Repeat verbatim the lines of the entries starting at the very beginning and ending at the line that contains "positive clicks: (633, 847)", including both of these lines.

Collected data:
————————

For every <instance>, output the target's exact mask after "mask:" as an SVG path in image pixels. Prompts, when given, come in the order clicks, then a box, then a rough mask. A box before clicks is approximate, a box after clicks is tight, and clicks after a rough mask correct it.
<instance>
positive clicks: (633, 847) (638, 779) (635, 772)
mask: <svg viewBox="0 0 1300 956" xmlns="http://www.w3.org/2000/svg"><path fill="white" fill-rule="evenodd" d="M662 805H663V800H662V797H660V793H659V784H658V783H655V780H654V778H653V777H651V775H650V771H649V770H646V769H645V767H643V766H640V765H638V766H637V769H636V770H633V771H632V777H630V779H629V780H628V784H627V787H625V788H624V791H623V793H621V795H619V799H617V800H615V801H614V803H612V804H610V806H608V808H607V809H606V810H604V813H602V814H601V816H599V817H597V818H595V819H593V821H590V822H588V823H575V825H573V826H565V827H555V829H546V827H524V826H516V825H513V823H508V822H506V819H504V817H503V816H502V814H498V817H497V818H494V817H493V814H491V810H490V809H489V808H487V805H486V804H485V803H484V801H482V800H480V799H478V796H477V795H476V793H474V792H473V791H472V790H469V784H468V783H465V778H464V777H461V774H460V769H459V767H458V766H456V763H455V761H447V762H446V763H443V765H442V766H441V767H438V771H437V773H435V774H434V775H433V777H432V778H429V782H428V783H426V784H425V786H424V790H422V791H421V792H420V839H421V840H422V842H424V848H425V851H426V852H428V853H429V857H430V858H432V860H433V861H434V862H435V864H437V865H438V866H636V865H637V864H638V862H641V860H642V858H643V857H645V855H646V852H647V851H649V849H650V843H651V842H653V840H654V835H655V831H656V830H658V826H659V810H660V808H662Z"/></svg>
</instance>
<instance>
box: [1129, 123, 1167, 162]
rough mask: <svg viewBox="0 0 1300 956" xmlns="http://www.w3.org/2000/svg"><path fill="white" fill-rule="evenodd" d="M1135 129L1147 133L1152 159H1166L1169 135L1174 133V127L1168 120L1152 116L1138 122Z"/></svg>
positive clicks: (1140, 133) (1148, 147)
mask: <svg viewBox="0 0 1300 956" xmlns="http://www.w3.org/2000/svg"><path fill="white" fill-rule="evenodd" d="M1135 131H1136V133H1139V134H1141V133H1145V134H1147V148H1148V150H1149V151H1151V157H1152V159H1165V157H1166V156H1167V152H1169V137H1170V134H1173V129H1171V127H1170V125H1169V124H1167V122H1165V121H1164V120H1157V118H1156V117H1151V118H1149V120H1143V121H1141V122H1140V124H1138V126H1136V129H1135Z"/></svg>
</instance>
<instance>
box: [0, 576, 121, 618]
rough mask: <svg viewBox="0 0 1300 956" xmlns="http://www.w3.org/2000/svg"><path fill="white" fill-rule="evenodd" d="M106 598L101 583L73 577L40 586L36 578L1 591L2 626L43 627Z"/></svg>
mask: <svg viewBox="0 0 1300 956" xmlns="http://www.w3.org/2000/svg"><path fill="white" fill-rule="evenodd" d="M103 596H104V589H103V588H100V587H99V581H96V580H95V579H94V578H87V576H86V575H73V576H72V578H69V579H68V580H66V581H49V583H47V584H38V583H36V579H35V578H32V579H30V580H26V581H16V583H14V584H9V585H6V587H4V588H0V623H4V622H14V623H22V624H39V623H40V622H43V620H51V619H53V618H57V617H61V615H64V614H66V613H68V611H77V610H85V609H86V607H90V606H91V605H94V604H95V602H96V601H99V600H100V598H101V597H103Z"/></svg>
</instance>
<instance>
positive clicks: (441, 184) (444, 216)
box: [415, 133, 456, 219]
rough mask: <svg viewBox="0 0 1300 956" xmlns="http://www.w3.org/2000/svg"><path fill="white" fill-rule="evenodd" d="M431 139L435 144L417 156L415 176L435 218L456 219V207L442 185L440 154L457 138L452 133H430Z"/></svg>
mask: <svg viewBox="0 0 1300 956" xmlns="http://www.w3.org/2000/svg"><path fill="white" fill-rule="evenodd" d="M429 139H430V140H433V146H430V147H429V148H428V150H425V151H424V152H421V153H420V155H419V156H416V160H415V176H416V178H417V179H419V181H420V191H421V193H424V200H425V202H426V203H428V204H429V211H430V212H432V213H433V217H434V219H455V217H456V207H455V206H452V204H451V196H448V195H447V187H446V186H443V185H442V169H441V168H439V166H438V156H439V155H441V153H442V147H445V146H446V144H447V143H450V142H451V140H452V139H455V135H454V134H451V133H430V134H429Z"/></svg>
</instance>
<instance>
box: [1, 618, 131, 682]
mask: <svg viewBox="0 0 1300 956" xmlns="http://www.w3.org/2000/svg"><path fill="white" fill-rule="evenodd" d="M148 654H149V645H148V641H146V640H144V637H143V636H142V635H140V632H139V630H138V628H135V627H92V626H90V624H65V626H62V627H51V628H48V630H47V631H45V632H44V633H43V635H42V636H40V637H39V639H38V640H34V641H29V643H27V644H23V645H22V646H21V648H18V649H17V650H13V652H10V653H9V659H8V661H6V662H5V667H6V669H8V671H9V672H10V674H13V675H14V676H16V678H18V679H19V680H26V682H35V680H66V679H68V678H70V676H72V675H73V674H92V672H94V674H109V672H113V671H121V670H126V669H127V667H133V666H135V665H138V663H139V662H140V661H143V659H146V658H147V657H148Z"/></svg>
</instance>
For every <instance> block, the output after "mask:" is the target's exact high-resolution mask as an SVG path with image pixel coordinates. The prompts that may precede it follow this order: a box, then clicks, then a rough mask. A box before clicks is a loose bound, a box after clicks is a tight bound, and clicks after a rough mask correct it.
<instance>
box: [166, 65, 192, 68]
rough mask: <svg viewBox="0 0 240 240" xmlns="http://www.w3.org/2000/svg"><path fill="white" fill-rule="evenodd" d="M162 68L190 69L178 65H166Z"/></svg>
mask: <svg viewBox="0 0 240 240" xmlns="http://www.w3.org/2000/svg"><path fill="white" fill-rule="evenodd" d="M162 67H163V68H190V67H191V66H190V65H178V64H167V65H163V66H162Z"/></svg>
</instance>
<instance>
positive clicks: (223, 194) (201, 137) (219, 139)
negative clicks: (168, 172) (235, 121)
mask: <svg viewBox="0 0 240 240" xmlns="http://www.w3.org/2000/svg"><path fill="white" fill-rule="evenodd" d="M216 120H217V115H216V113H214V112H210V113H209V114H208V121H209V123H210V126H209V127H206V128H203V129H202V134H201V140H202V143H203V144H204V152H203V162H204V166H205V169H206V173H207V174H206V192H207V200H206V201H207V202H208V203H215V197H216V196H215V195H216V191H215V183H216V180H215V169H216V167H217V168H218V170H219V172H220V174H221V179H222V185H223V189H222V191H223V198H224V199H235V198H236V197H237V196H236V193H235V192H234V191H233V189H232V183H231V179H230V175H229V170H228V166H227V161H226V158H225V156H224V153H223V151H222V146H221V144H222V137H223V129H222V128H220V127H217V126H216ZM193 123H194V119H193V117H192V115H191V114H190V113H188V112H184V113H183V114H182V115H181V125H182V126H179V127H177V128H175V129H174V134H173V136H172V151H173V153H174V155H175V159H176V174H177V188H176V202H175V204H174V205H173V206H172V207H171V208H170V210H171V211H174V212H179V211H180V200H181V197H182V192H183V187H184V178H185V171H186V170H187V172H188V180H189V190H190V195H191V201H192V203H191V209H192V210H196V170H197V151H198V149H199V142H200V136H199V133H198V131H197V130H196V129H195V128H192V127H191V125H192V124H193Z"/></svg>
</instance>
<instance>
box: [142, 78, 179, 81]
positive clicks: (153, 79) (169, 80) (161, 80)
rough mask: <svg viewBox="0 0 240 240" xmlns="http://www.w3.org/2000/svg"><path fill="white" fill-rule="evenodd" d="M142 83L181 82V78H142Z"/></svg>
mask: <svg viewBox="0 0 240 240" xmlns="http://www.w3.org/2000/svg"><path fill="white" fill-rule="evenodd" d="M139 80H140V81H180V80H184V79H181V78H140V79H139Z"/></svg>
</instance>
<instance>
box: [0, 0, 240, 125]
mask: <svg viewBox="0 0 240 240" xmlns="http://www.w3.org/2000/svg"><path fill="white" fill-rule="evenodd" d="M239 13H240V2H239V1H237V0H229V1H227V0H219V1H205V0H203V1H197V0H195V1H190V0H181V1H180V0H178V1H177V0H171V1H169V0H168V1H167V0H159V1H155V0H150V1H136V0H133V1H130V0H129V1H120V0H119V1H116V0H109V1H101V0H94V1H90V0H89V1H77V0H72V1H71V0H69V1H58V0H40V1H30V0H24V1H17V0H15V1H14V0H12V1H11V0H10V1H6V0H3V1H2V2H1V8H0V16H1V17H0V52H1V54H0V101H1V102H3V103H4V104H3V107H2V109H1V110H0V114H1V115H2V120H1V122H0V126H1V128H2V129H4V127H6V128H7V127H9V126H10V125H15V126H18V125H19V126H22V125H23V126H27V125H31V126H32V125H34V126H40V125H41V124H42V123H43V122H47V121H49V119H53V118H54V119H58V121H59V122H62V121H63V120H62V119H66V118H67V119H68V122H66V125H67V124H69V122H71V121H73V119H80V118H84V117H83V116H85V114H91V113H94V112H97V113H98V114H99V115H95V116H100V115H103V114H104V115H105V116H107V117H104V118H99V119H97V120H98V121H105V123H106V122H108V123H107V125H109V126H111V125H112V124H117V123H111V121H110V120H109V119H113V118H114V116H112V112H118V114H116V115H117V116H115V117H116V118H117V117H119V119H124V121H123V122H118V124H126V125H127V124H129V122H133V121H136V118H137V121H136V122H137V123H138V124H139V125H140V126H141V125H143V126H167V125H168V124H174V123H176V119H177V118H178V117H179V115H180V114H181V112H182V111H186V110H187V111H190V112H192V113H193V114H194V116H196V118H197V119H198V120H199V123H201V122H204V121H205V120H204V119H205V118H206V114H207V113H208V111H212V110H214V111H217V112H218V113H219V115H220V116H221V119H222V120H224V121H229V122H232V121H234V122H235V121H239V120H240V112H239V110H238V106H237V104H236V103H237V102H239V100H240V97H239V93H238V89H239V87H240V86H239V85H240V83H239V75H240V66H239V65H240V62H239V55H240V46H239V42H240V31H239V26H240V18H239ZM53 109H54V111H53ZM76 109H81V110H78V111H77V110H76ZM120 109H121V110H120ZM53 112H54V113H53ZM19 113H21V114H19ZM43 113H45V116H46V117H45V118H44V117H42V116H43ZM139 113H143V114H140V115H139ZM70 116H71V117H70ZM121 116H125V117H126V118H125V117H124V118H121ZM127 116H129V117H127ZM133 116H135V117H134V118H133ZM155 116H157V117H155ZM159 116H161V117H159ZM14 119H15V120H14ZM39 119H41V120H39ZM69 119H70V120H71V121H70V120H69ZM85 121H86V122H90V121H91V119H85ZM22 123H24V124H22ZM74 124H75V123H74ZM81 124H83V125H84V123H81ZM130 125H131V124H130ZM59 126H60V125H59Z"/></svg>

————————

■ TASK RESULT ■
For every <instance>, output the target's exact mask after "mask:" as an SVG path in image pixels. Prompts, when given, come in the order clicks, then a box, then a rough mask. A box before clicks is approximate, a box after clicks is tight, and clicks after a rough mask correct it.
<instance>
positive clicks: (633, 847) (638, 779) (635, 772)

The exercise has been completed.